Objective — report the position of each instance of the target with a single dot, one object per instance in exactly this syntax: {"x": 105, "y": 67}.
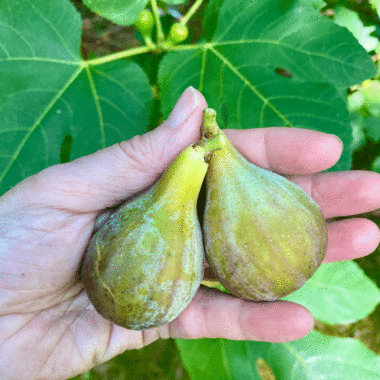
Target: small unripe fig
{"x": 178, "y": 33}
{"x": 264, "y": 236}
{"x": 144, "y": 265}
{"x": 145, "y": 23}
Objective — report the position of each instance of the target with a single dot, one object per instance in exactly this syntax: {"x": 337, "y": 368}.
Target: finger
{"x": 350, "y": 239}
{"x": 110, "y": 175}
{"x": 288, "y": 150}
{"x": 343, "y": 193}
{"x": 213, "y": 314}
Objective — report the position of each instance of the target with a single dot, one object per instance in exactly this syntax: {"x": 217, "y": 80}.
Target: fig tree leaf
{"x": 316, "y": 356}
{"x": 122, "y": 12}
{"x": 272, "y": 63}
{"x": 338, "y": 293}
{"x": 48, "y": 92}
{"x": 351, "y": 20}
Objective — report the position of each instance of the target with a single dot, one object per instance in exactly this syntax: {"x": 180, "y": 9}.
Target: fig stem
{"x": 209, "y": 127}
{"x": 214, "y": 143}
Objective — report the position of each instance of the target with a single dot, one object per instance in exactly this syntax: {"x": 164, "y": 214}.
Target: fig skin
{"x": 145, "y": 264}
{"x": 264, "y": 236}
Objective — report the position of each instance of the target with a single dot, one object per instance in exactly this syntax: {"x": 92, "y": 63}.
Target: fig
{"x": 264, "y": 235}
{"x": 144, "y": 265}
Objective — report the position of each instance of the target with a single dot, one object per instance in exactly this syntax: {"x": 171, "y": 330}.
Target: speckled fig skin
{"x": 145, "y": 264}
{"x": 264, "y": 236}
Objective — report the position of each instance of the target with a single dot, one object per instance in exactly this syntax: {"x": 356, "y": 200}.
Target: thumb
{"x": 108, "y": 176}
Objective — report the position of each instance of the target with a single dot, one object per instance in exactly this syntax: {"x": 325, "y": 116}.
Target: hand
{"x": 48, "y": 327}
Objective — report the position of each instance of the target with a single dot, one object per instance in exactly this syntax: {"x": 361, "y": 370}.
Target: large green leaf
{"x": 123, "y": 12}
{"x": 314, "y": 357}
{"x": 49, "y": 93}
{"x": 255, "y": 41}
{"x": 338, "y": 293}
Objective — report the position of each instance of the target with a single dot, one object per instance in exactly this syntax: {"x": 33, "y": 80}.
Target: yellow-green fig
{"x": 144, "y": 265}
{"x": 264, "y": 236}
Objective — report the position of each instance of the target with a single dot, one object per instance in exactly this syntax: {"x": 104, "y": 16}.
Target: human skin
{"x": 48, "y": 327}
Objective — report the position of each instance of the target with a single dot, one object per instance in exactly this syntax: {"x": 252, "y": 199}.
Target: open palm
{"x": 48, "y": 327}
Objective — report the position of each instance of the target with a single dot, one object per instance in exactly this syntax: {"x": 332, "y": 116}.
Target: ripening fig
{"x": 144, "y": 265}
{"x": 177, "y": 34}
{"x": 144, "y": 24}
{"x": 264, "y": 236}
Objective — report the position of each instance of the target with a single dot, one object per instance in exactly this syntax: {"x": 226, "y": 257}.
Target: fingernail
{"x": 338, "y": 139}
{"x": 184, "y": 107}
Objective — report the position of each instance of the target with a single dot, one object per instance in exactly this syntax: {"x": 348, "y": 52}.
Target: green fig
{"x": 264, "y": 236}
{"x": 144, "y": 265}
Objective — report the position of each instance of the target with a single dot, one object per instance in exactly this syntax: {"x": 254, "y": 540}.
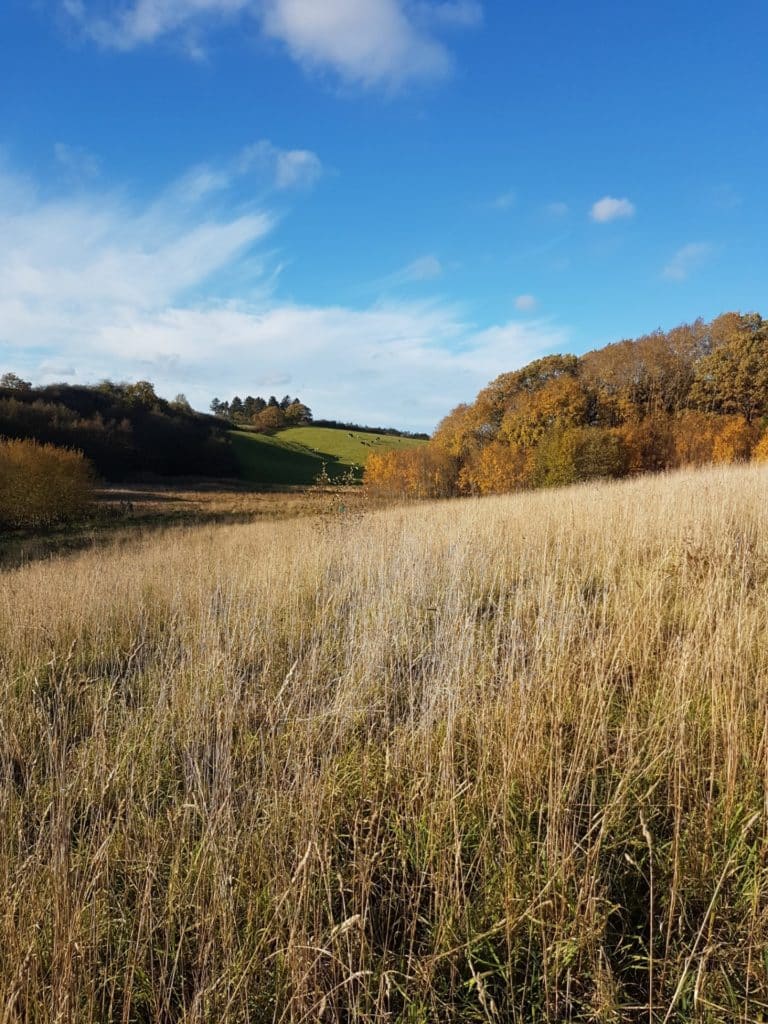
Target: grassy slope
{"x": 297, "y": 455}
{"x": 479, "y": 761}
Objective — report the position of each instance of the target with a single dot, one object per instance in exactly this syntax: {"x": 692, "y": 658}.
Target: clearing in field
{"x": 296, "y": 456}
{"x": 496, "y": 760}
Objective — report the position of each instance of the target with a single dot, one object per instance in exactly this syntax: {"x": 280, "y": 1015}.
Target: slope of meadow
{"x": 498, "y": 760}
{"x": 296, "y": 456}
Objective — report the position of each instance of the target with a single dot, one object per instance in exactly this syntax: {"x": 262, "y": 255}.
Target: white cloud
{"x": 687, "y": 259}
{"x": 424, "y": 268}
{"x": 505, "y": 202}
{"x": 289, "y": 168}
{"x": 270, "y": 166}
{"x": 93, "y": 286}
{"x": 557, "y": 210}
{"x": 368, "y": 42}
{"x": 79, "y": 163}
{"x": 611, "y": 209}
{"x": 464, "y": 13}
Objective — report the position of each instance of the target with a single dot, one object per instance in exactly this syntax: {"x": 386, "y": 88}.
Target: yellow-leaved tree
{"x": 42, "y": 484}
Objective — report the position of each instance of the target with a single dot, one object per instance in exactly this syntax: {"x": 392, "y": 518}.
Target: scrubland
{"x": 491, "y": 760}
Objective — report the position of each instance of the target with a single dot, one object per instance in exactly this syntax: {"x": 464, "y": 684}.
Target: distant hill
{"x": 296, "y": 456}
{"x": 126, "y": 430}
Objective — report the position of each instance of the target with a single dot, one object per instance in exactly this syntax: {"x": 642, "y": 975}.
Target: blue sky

● ● ● ● ●

WHAT THE EXERCISE ASKS -> Without the pictures, reproduce every line of the records above exactly.

RESULT FOR THIS EXERCISE ->
Objective — report the position of each instance of the target with a single dot, one object per instance in exactly this syntax: {"x": 105, "y": 67}.
Target: small unripe fig
{"x": 178, "y": 33}
{"x": 264, "y": 236}
{"x": 144, "y": 265}
{"x": 145, "y": 23}
Objective — report the position of each instance of the target with a single dot, one object per instance in exactly this syntax: {"x": 337, "y": 368}.
Target: finger
{"x": 350, "y": 239}
{"x": 110, "y": 175}
{"x": 288, "y": 150}
{"x": 343, "y": 193}
{"x": 213, "y": 314}
Objective — report the position of each instance of the target with a single dot, one object per instance in exactly this syntax: {"x": 217, "y": 80}.
Target: fig tree leaf
{"x": 316, "y": 356}
{"x": 122, "y": 12}
{"x": 272, "y": 63}
{"x": 338, "y": 293}
{"x": 48, "y": 92}
{"x": 351, "y": 20}
Objective — report the position of each instance of the target with a single dot, one object per instance in exactly this syntax: {"x": 180, "y": 9}.
Target: fig stem
{"x": 209, "y": 127}
{"x": 214, "y": 143}
Objective — report the position of each instance of the target with a single dot, one object per instance in exactly this syntax: {"x": 164, "y": 214}.
Target: fig skin
{"x": 145, "y": 264}
{"x": 264, "y": 236}
Objective — report the position of each instance of the target with a single dot, one object per instance in exactly this syntax: {"x": 92, "y": 63}.
Target: fig
{"x": 264, "y": 235}
{"x": 144, "y": 265}
Objective — report the position of each instance of the target with a single dot, one object per instance in exactly this syntax: {"x": 171, "y": 330}.
Target: speckled fig skin
{"x": 145, "y": 264}
{"x": 264, "y": 236}
Objective — report the position of each instance of the target with a single dot, one object per instance in exactly this syntax: {"x": 356, "y": 200}.
Target: thumb
{"x": 108, "y": 176}
Objective — report the position of each instance of the target with a single dot, one object per instance in exactly this syntax: {"x": 325, "y": 116}.
Target: hand
{"x": 48, "y": 327}
Objective — report the position of each instance of the target with a single dot, one object per instance in exactly this syntax: {"x": 361, "y": 370}.
Target: large green leaf
{"x": 123, "y": 12}
{"x": 314, "y": 357}
{"x": 49, "y": 93}
{"x": 255, "y": 41}
{"x": 338, "y": 293}
Objective — report the position of each instance of the target with a single dot, one object per instance in exactly this syntax: {"x": 33, "y": 80}.
Target: yellow-green fig
{"x": 144, "y": 265}
{"x": 264, "y": 236}
Objective — report the position of each instance of the target with a single dot, one object per instance in exactly this syntax: {"x": 104, "y": 16}.
Target: human skin
{"x": 48, "y": 327}
Objective — report the position of each instance of the target with a single dot, one object per instance in exactly this syntax: {"x": 252, "y": 199}.
Target: open palm
{"x": 48, "y": 327}
Objective — report the position of each instance of the target with a single dot, one object per instance in exactly this syntax: {"x": 332, "y": 116}.
Target: ripening fig
{"x": 144, "y": 265}
{"x": 177, "y": 34}
{"x": 144, "y": 24}
{"x": 264, "y": 236}
Objective — report the position of each instance of the target with a single dot, one object per instance in exactly this syntax: {"x": 226, "y": 257}.
Target: fingernail
{"x": 338, "y": 139}
{"x": 184, "y": 107}
Objective — report the position of each instance of the target with a single dot, one object per instance in exactly this syntax: {"x": 348, "y": 52}.
Target: green fig
{"x": 264, "y": 236}
{"x": 144, "y": 265}
Objective — report the position of each instance of the target with a single dot, one object per instance in exactly this syntax: {"x": 254, "y": 540}.
Target: grassy slope
{"x": 297, "y": 455}
{"x": 479, "y": 761}
Objective — report the position of each instance of the target with a single dot, one object per instance in exactly this syntax: {"x": 692, "y": 658}.
Target: clearing in field
{"x": 296, "y": 456}
{"x": 496, "y": 760}
Objective — report the position of each instance of the target with a single dot, one object per instance in exactly this syntax: {"x": 280, "y": 1015}.
Target: slope of meadow
{"x": 498, "y": 760}
{"x": 296, "y": 456}
Objective — report the position of each instance of the target with a single dot, one object per instance in exactly this syntax: {"x": 262, "y": 255}.
Target: white cloud
{"x": 687, "y": 259}
{"x": 424, "y": 268}
{"x": 505, "y": 202}
{"x": 289, "y": 168}
{"x": 270, "y": 166}
{"x": 93, "y": 286}
{"x": 557, "y": 210}
{"x": 368, "y": 42}
{"x": 79, "y": 163}
{"x": 611, "y": 209}
{"x": 464, "y": 13}
Objective — report the position of each instance of the target with a single dot, one object per instance in exactly this syntax: {"x": 386, "y": 88}.
Target: yellow-leaved tree
{"x": 42, "y": 484}
Objective — report the position of each instance of the target with a single dot, one object per instance in exactly this syntax: {"x": 392, "y": 518}.
Target: scrubland
{"x": 491, "y": 760}
Objective — report the position of each instance of the target with a single dot, one object per instance in exactly this syntax: {"x": 464, "y": 684}.
Target: distant hill
{"x": 296, "y": 456}
{"x": 126, "y": 430}
Objective — report the position of each instance of the target with a single dot, one object per instance in exactly this syntax: {"x": 642, "y": 975}.
Target: blue sky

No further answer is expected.